§ **Problem**: Please list all lines of the material below in which the string "steering" occurs.

(Data for processing)

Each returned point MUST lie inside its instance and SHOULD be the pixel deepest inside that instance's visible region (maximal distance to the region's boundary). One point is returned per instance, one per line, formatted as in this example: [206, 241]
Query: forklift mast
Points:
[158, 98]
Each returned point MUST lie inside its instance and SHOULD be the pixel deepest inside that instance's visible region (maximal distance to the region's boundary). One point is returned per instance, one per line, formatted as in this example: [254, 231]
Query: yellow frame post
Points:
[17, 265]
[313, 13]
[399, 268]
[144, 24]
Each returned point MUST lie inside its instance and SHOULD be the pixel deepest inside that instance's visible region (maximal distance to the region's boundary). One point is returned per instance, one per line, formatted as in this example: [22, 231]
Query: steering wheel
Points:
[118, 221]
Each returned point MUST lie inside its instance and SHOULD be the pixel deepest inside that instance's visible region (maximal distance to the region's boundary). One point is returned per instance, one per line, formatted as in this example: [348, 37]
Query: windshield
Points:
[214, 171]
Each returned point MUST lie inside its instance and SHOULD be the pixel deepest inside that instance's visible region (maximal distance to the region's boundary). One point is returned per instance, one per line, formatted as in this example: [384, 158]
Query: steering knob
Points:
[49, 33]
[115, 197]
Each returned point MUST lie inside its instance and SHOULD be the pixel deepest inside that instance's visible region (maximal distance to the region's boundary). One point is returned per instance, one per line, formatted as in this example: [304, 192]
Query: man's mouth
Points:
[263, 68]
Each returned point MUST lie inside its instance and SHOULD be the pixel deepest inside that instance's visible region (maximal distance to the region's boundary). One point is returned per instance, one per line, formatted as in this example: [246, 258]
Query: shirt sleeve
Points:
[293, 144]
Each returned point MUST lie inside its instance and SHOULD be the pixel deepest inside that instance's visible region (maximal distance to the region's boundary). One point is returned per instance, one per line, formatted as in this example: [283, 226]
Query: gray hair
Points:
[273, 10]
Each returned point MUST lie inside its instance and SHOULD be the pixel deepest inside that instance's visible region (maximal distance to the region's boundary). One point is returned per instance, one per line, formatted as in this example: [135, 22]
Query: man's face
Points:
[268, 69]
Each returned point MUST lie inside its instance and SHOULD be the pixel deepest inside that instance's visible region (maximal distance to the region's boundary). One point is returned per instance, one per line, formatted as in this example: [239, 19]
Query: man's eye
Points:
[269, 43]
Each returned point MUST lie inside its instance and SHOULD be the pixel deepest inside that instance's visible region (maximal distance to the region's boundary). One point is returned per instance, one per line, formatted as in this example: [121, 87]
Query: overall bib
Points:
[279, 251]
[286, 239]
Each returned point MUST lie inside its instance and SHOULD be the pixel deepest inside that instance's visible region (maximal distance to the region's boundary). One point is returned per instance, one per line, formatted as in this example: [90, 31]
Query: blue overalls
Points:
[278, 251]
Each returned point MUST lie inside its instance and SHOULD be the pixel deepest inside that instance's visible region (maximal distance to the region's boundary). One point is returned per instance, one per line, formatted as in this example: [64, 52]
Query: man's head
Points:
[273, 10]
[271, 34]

(End Data for processing)

§ **Response**:
Query: steering wheel
Query: steering knob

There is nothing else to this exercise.